DATA SHOWN Start Marker

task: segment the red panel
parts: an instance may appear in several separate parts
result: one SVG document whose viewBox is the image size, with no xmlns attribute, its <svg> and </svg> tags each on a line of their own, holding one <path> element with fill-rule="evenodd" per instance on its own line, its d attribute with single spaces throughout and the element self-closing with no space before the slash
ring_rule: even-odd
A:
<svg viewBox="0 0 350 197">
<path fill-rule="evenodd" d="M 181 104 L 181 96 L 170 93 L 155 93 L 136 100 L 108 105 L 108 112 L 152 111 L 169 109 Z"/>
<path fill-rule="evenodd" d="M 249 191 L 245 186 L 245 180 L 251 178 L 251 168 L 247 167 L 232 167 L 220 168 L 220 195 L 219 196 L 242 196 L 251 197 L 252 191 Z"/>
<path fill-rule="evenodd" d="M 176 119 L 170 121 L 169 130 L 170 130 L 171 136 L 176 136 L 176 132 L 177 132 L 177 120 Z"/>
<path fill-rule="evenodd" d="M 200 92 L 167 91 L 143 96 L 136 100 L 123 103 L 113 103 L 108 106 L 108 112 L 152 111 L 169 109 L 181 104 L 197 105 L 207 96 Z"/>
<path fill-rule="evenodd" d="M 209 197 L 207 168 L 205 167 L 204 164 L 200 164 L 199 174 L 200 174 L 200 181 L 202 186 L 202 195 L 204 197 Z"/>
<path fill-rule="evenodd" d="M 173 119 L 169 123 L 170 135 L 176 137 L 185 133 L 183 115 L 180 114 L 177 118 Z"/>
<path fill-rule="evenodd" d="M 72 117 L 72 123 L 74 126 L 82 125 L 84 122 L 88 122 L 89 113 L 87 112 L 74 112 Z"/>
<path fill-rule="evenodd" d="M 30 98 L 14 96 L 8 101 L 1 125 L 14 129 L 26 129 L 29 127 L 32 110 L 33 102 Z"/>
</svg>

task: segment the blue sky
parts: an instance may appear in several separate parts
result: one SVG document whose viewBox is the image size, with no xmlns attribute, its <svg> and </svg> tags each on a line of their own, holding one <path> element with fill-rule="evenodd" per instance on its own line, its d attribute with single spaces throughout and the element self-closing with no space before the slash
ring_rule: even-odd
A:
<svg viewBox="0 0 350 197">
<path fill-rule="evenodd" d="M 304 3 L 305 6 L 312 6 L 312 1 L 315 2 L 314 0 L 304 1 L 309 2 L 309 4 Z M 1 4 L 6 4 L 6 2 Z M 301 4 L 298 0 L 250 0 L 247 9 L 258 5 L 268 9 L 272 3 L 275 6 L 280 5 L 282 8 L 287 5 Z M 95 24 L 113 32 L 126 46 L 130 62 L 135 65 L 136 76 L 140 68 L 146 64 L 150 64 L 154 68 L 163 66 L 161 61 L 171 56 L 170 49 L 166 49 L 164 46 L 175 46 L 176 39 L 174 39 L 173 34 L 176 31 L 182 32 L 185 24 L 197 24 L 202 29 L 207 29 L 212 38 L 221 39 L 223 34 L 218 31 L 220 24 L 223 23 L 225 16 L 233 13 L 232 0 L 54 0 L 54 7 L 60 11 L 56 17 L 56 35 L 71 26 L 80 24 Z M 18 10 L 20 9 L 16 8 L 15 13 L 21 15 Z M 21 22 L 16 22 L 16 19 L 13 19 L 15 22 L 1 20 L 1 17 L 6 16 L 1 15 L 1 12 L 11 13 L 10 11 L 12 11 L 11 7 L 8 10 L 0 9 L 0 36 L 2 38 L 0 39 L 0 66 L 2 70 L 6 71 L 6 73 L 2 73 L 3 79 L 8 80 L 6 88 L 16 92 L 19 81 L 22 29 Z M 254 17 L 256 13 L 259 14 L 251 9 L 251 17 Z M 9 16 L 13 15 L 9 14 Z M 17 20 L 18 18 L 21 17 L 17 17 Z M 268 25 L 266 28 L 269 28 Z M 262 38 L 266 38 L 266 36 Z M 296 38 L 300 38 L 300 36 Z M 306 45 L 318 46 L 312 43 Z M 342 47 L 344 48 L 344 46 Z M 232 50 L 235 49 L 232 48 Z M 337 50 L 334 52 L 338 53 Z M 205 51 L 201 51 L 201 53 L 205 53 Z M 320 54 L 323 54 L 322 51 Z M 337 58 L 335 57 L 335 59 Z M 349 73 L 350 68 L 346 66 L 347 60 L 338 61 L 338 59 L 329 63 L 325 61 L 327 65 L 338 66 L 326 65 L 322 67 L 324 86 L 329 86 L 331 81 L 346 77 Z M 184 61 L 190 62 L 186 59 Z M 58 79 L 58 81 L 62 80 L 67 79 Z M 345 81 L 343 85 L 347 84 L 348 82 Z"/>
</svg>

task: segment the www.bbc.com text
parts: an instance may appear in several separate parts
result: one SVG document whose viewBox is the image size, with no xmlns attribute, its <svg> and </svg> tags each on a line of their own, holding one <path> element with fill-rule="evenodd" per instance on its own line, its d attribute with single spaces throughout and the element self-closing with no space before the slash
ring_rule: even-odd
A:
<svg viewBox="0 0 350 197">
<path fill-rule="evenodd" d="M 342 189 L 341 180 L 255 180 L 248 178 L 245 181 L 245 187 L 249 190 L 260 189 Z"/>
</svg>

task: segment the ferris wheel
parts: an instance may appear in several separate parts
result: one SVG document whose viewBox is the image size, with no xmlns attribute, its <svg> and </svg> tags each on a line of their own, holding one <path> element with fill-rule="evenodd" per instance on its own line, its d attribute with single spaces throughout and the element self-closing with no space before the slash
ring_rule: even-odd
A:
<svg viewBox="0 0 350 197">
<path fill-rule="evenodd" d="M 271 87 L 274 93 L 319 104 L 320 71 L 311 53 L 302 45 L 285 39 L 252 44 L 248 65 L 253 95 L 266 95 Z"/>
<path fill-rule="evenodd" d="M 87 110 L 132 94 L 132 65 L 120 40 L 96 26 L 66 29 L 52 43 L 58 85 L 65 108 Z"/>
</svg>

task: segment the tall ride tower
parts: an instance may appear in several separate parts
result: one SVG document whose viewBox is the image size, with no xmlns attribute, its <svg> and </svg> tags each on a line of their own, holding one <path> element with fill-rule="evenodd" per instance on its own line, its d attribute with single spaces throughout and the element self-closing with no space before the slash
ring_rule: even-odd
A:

DATA SHOWN End Marker

TASK DETAILS
Reproduce the data, keeping every line exactly the same.

RESULT BELOW
task: segment the red panel
parts: an instance may appear in several separate parts
result: one SVG document whose viewBox is the image size, with no xmlns attribute, its <svg> and </svg> tags each on a line of their own, holding one <path> element with fill-rule="evenodd" per instance on its own line, its d attribute with single spaces throughout and the element self-closing with no space before the slash
ring_rule: even-odd
A:
<svg viewBox="0 0 350 197">
<path fill-rule="evenodd" d="M 181 104 L 181 96 L 170 93 L 155 93 L 136 100 L 108 105 L 108 112 L 152 111 L 169 109 Z"/>
<path fill-rule="evenodd" d="M 249 191 L 245 186 L 245 180 L 251 178 L 251 168 L 247 167 L 232 167 L 220 168 L 220 195 L 219 196 L 242 196 L 251 197 L 252 191 Z"/>
<path fill-rule="evenodd" d="M 176 119 L 170 121 L 169 130 L 170 130 L 171 136 L 176 136 L 176 132 L 177 132 L 177 120 Z"/>
<path fill-rule="evenodd" d="M 200 92 L 167 91 L 143 96 L 136 100 L 123 103 L 113 103 L 108 106 L 108 112 L 152 111 L 169 109 L 181 104 L 197 105 L 207 96 Z"/>
<path fill-rule="evenodd" d="M 209 197 L 207 168 L 205 167 L 204 164 L 200 164 L 199 174 L 200 174 L 200 181 L 202 186 L 202 195 L 204 197 Z"/>
<path fill-rule="evenodd" d="M 173 119 L 169 123 L 170 135 L 176 137 L 185 133 L 183 115 L 180 114 L 177 118 Z"/>
<path fill-rule="evenodd" d="M 72 117 L 72 123 L 74 126 L 82 125 L 84 122 L 88 122 L 89 113 L 87 112 L 74 112 Z"/>
<path fill-rule="evenodd" d="M 30 98 L 14 96 L 8 101 L 1 125 L 14 129 L 26 129 L 29 127 L 32 110 L 33 102 Z"/>
</svg>

task: segment the blue sky
parts: an instance may appear in several separate parts
result: one SVG document whose viewBox is the image size, with no xmlns attribute, its <svg> and </svg> tags each on a line of their own, holding one <path> element with fill-rule="evenodd" per instance on its own line, its d attribute with single spaces throughout and the element self-closing with no space before the slash
ring_rule: even-odd
A:
<svg viewBox="0 0 350 197">
<path fill-rule="evenodd" d="M 304 3 L 305 6 L 312 6 L 312 1 L 315 2 L 314 0 L 304 1 L 309 2 L 309 4 Z M 1 4 L 6 4 L 6 2 Z M 301 4 L 298 0 L 250 0 L 247 9 L 258 5 L 268 9 L 272 3 L 275 6 L 280 5 L 282 8 L 287 5 Z M 95 24 L 113 32 L 126 46 L 130 62 L 135 65 L 136 76 L 140 68 L 146 64 L 150 64 L 154 68 L 163 66 L 161 61 L 171 56 L 170 49 L 166 49 L 164 46 L 175 46 L 176 39 L 174 39 L 173 34 L 176 31 L 182 32 L 185 24 L 197 24 L 202 29 L 207 29 L 212 38 L 221 39 L 223 34 L 218 31 L 220 24 L 223 23 L 225 16 L 233 13 L 232 0 L 54 0 L 54 7 L 60 11 L 56 17 L 56 35 L 71 26 L 80 24 Z M 18 10 L 20 9 L 16 8 L 15 13 L 21 15 Z M 21 22 L 16 22 L 16 19 L 13 19 L 15 22 L 1 20 L 1 17 L 6 16 L 1 15 L 1 12 L 11 13 L 10 11 L 12 11 L 11 7 L 8 10 L 0 9 L 0 36 L 2 38 L 0 39 L 0 66 L 2 70 L 6 71 L 6 73 L 2 73 L 3 79 L 8 80 L 6 88 L 16 92 L 19 81 L 22 29 Z M 254 17 L 256 13 L 259 14 L 251 9 L 251 17 Z M 9 16 L 13 15 L 9 14 Z M 17 20 L 18 18 L 21 17 L 17 17 Z M 268 25 L 266 28 L 269 28 Z M 262 38 L 266 38 L 266 36 Z M 296 38 L 300 38 L 300 36 Z M 306 45 L 318 46 L 312 43 Z M 342 47 L 344 48 L 344 46 Z M 232 50 L 235 49 L 232 48 Z M 337 50 L 334 52 L 338 53 Z M 205 51 L 201 51 L 201 53 L 205 53 Z M 320 54 L 323 54 L 322 51 Z M 337 58 L 335 57 L 335 59 Z M 349 73 L 350 68 L 346 66 L 347 60 L 338 61 L 338 59 L 329 63 L 325 61 L 327 65 L 338 66 L 326 65 L 322 67 L 324 86 L 329 86 L 331 81 L 346 77 Z M 184 61 L 190 62 L 186 59 Z M 58 79 L 58 81 L 62 80 L 67 79 Z M 345 81 L 343 85 L 347 84 L 348 82 Z"/>
</svg>

task: segment the www.bbc.com text
parts: an instance may appear in several separate parts
result: one SVG document whose viewBox is the image size, with no xmlns attribute, its <svg> and </svg> tags each on a line of their own, holding one <path> element with fill-rule="evenodd" per instance on its own line, its d attribute with single spaces throughout and the element self-closing with no space before the slash
ring_rule: even-odd
A:
<svg viewBox="0 0 350 197">
<path fill-rule="evenodd" d="M 342 189 L 341 180 L 255 180 L 248 178 L 245 181 L 245 187 L 249 190 L 260 189 Z"/>
</svg>

task: segment the ferris wheel
parts: an instance may appear in several separate parts
result: one SVG document whose viewBox is the image size, with no xmlns attribute, its <svg> and </svg> tags each on a line of their own, holding one <path> element with fill-rule="evenodd" per instance on its own line, its d attribute with single spaces throughout and the element self-closing with no space before the slash
ring_rule: even-odd
A:
<svg viewBox="0 0 350 197">
<path fill-rule="evenodd" d="M 271 87 L 274 93 L 319 104 L 320 71 L 311 53 L 302 45 L 285 39 L 252 44 L 248 65 L 253 95 L 266 95 Z"/>
<path fill-rule="evenodd" d="M 87 110 L 132 94 L 132 65 L 120 40 L 96 26 L 66 29 L 52 43 L 58 85 L 65 108 Z"/>
</svg>

task: segment the tall ride tower
parts: an instance may appear in several separate parts
result: one SVG document whose viewBox is the image size, with no xmlns attribute, its <svg> and </svg> tags each on a line of their own, holding one <path> element with fill-rule="evenodd" per instance on its own line, its d attribute with single spaces throughout and the element self-closing with no space before the slash
ring_rule: even-odd
A:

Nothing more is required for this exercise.